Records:
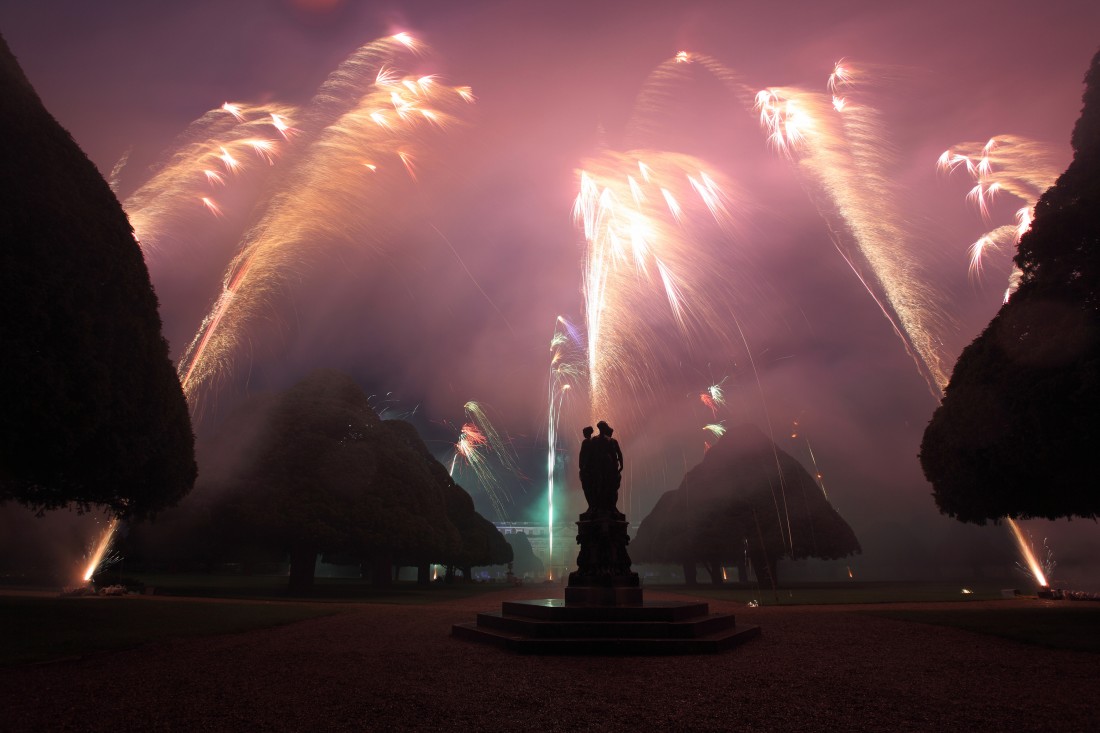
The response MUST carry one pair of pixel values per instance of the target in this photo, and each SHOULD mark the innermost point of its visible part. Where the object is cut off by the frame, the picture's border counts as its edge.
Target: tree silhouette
(746, 495)
(312, 471)
(1015, 430)
(92, 411)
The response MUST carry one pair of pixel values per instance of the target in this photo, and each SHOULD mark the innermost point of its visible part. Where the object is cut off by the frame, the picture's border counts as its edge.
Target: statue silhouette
(601, 463)
(584, 463)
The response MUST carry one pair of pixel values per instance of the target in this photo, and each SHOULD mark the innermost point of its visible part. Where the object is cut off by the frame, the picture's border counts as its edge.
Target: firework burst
(331, 195)
(1004, 165)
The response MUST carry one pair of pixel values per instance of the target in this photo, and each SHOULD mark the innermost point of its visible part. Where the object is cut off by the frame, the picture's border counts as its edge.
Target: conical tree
(1015, 431)
(746, 495)
(92, 411)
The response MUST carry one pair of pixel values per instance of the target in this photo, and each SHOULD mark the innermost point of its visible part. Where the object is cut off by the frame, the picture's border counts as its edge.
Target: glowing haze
(738, 208)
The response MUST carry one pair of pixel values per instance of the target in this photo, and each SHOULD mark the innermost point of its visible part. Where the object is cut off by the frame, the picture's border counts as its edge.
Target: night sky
(483, 253)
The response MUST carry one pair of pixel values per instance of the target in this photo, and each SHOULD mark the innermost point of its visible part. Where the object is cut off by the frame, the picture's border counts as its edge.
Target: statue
(601, 468)
(603, 573)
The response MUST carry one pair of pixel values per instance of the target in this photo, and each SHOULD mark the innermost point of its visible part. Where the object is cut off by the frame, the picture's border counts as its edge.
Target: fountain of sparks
(1034, 567)
(99, 553)
(356, 140)
(564, 372)
(477, 441)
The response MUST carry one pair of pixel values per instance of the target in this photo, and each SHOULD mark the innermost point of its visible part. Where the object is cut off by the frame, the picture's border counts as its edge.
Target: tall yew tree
(1018, 426)
(92, 413)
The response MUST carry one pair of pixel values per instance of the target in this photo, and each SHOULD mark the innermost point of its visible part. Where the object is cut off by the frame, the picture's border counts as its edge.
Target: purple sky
(553, 81)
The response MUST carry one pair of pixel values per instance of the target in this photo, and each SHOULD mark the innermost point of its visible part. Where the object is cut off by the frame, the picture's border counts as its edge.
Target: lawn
(1064, 625)
(325, 589)
(45, 628)
(838, 592)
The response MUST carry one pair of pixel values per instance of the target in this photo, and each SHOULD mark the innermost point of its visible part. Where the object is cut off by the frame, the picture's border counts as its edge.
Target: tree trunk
(743, 569)
(382, 570)
(303, 566)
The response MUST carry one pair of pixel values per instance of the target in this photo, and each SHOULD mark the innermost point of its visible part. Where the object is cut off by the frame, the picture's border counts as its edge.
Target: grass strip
(37, 630)
(1068, 626)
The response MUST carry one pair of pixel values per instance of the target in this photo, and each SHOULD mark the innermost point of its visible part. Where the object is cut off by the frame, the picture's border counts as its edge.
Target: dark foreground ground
(378, 667)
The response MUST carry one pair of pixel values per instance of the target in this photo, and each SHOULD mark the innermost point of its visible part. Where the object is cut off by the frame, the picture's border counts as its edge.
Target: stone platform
(557, 626)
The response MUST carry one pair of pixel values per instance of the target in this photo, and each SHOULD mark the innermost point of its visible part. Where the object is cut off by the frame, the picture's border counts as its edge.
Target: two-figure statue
(601, 463)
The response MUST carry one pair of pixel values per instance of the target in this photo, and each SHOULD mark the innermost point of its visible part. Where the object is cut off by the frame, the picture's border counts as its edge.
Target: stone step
(552, 609)
(711, 643)
(594, 627)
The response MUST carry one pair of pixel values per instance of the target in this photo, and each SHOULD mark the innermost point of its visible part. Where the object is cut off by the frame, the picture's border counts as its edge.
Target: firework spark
(564, 372)
(1005, 164)
(1034, 567)
(222, 144)
(479, 444)
(102, 547)
(375, 115)
(642, 214)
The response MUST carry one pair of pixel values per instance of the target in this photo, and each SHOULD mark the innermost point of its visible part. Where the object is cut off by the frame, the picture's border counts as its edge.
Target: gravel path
(396, 668)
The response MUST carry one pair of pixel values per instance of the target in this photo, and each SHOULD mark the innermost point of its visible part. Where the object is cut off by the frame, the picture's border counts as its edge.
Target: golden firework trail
(1002, 165)
(837, 144)
(1033, 565)
(565, 371)
(332, 194)
(642, 214)
(102, 547)
(215, 151)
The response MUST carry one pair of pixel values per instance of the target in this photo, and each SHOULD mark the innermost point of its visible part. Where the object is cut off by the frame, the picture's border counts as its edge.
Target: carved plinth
(603, 575)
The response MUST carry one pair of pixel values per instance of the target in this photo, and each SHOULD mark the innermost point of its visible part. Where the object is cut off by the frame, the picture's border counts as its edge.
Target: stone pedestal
(603, 611)
(603, 575)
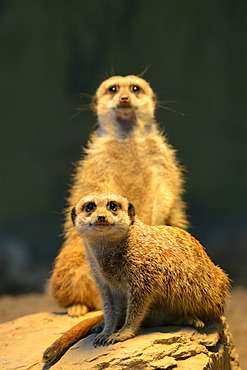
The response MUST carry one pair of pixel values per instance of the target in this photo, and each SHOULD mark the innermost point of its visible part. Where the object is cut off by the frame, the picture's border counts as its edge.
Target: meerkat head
(124, 102)
(103, 215)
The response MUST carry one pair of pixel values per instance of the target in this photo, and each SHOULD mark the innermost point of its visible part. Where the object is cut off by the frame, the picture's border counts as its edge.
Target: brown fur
(127, 155)
(153, 275)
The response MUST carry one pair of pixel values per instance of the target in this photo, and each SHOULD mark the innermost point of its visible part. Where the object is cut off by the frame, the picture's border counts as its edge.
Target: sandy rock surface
(24, 340)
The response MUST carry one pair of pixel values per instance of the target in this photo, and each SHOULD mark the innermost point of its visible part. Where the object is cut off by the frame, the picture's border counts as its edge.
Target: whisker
(171, 110)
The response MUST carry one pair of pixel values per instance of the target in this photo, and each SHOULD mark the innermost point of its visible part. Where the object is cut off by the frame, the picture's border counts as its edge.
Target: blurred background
(51, 51)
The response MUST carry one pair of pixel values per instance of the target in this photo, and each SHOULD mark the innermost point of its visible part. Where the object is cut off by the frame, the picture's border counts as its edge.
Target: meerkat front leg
(137, 309)
(111, 316)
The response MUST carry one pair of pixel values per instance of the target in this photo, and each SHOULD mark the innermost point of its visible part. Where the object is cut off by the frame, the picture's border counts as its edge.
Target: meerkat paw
(101, 339)
(194, 321)
(121, 336)
(99, 327)
(77, 310)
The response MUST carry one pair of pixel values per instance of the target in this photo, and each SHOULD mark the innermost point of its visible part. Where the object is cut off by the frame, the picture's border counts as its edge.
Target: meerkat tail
(55, 351)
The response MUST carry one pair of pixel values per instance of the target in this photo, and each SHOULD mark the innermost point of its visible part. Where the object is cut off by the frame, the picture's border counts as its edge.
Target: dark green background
(50, 51)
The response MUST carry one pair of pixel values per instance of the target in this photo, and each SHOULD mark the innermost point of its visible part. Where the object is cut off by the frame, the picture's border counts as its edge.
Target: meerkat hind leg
(77, 310)
(99, 327)
(190, 321)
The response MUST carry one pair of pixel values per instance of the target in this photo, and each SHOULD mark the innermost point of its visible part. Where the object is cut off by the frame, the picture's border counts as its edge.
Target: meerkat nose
(124, 98)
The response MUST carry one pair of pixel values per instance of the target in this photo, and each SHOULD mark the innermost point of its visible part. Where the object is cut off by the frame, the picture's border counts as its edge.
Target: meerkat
(150, 275)
(127, 154)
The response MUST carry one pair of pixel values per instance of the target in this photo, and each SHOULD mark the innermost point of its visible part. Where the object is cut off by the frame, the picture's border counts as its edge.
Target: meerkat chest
(112, 269)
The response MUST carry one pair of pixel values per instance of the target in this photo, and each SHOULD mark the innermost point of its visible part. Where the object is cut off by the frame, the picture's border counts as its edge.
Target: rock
(24, 340)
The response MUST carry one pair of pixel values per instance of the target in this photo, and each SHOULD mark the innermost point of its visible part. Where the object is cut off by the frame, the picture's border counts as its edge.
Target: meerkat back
(126, 155)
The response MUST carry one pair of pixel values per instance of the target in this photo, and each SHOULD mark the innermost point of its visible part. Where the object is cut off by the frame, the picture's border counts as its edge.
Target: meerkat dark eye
(135, 88)
(89, 207)
(113, 206)
(113, 89)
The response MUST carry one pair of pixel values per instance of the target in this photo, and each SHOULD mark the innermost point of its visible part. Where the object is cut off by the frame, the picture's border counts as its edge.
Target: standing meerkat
(127, 155)
(151, 275)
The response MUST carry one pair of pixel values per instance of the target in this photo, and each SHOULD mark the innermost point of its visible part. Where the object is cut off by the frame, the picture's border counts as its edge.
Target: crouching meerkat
(150, 275)
(128, 155)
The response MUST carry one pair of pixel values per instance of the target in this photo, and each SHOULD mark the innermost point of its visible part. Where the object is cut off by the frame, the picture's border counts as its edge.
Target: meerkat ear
(131, 212)
(73, 215)
(155, 100)
(93, 104)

[GIVEN PROBLEM]
Count how many lines in the rows above contain the word "statue", and reply with the number alone.

[THE ANSWER]
3